- **The task**: Copy the lines verbatim, beginning with the line that contains "Objective — a point for each instance of the roof-mounted" and continuing through the end of the data, and only those lines.

(Point placement records)
** start **

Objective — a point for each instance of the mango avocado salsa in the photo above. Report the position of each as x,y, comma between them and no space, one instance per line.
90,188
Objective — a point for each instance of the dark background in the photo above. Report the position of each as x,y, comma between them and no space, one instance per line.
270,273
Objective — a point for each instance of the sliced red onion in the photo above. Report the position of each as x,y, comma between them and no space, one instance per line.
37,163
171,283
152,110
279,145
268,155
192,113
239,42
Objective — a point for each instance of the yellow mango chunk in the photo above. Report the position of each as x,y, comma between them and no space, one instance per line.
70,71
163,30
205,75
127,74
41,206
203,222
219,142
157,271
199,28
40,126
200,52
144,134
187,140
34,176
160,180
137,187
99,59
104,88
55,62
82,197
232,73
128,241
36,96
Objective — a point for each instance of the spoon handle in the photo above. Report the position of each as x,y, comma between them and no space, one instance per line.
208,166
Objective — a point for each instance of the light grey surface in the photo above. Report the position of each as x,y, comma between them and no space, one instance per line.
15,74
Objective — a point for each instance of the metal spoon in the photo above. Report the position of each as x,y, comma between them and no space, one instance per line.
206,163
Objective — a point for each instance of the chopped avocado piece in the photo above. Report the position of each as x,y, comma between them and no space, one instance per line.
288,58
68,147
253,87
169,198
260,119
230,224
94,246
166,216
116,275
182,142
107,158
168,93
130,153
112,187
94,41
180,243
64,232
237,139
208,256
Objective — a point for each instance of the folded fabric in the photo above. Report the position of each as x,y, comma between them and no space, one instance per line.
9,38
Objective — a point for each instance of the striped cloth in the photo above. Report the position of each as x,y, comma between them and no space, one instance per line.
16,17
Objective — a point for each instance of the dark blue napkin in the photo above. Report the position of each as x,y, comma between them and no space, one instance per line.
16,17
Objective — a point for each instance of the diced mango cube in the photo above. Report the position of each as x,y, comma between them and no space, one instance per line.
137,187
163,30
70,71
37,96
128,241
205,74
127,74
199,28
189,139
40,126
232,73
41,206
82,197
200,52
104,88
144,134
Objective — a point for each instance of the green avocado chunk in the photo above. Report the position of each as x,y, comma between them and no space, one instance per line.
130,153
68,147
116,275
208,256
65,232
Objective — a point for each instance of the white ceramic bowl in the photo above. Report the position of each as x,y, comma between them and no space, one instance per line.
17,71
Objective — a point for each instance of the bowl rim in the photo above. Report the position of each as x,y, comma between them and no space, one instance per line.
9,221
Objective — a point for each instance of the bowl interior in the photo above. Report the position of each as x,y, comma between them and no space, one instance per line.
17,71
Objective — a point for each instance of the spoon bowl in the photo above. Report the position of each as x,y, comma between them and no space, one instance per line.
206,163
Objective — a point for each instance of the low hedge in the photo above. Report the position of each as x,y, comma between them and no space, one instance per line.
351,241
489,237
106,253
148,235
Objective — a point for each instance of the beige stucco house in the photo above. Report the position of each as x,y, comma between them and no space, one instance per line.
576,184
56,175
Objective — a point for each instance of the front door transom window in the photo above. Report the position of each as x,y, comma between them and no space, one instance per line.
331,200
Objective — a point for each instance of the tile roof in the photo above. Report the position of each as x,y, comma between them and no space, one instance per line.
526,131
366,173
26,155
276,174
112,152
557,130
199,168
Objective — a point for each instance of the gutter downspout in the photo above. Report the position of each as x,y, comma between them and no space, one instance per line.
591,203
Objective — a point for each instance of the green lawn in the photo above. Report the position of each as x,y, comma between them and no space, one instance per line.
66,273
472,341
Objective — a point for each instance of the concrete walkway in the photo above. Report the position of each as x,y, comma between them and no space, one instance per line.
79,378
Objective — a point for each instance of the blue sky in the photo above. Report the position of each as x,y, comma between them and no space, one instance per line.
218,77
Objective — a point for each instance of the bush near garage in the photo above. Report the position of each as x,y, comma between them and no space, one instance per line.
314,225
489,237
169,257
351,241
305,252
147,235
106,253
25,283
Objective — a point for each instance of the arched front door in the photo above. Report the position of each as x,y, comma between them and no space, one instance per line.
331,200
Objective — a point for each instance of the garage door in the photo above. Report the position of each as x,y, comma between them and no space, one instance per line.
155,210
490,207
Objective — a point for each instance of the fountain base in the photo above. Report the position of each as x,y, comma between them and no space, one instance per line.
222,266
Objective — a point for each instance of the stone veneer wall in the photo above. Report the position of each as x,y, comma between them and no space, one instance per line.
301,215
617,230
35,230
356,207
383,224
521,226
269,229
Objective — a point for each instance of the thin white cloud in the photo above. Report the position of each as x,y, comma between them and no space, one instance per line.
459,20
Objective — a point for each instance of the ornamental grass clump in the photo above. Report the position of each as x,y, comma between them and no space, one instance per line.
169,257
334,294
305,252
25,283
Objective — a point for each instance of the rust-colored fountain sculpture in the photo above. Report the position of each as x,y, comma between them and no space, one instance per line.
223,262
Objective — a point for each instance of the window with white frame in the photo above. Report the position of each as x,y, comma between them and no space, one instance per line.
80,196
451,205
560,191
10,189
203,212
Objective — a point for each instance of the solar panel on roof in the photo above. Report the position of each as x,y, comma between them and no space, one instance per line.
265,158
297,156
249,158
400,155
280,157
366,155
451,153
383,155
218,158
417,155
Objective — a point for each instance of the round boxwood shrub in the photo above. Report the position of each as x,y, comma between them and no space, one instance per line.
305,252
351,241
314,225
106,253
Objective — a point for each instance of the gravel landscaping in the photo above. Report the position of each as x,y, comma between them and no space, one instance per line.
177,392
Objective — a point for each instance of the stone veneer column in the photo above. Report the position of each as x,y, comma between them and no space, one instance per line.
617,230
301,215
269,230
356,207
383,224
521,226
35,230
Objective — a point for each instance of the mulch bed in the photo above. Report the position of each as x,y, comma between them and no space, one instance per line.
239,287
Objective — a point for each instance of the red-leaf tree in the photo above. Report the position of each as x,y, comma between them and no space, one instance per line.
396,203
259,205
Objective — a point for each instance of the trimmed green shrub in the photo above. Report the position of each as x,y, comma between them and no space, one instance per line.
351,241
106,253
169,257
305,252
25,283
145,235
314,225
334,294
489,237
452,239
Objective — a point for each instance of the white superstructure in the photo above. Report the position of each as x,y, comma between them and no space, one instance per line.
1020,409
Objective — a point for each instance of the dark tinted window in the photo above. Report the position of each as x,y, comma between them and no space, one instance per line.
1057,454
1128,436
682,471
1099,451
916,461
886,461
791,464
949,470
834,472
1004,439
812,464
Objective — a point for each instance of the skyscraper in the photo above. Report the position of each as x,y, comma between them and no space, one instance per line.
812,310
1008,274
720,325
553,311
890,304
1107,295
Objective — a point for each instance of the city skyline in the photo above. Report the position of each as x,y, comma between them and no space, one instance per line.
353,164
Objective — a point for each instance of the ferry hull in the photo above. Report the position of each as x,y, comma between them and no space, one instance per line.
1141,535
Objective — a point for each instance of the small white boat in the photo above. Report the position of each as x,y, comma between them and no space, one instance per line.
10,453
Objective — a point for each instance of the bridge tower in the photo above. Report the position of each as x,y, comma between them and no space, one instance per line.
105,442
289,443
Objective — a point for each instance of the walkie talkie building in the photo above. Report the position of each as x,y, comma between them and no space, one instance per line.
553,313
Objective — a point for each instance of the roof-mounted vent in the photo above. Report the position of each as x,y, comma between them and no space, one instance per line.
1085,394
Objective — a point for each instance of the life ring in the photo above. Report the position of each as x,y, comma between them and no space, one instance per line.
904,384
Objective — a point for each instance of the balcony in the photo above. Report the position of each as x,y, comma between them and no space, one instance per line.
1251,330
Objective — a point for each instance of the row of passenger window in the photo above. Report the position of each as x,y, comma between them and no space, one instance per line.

** end **

- **The response**:
Objective — a point for each instance of the roof-mounted vent in the photo above. Report the position of each as x,y, comma between them and no space, one instance per line.
1085,394
Objective — a point for each instance of the life ring in the photo above. Report the position of each as x,y, comma between them and no space, one instance per line.
904,384
Objective — a point for each instance of the balcony in the photo above. Report the position of each as x,y, comma between them and no space, one instance per line.
1251,330
Objective — a point for each instance of the row of passenger window in the photo above. Report the position of each as x,y, comma between them and no space, one instance per line.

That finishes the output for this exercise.